***** Information shown *****

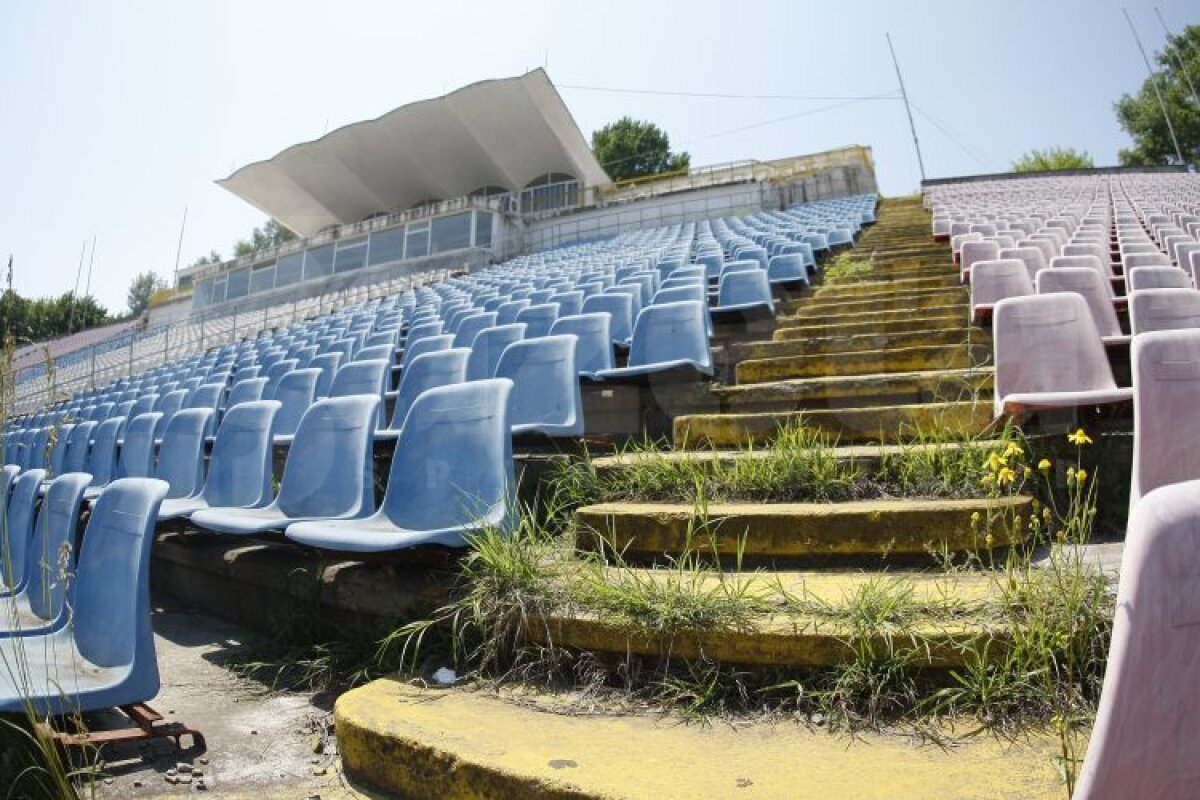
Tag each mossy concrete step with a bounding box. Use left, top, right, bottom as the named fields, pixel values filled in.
left=772, top=311, right=970, bottom=342
left=728, top=326, right=991, bottom=362
left=575, top=497, right=1033, bottom=561
left=734, top=344, right=991, bottom=384
left=794, top=275, right=962, bottom=299
left=334, top=678, right=1070, bottom=800
left=672, top=399, right=995, bottom=447
left=775, top=299, right=970, bottom=330
left=713, top=367, right=992, bottom=413
left=775, top=288, right=970, bottom=325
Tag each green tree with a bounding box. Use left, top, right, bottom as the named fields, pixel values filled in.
left=592, top=116, right=691, bottom=181
left=1013, top=148, right=1096, bottom=173
left=1114, top=25, right=1200, bottom=167
left=128, top=272, right=167, bottom=317
left=233, top=219, right=296, bottom=257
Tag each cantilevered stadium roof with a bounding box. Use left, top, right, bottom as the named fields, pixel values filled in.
left=217, top=70, right=608, bottom=236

*****

* **What you should do**
Copy out every row above word for word, leaving the pictures out.

* **Answer in full**
Tag each mossy concrete step with a bounding box. Use left, top, right, bottom as the named fields, pixel values filled in.
left=772, top=311, right=970, bottom=342
left=728, top=326, right=991, bottom=362
left=575, top=497, right=1033, bottom=561
left=734, top=344, right=991, bottom=384
left=794, top=275, right=962, bottom=299
left=334, top=678, right=1070, bottom=800
left=672, top=399, right=995, bottom=447
left=775, top=299, right=970, bottom=330
left=713, top=367, right=992, bottom=413
left=775, top=288, right=970, bottom=325
Tag each green tree with a bounding box. Use left, top, right, bottom as the named fields, pixel values filled in.
left=592, top=116, right=691, bottom=181
left=1013, top=148, right=1096, bottom=173
left=1114, top=25, right=1200, bottom=167
left=128, top=272, right=167, bottom=317
left=233, top=219, right=296, bottom=257
Tag each cantilevered stadium roof with a bounding box. Use left, top, right, bottom as the named fields, pixel values filled in.
left=217, top=70, right=608, bottom=236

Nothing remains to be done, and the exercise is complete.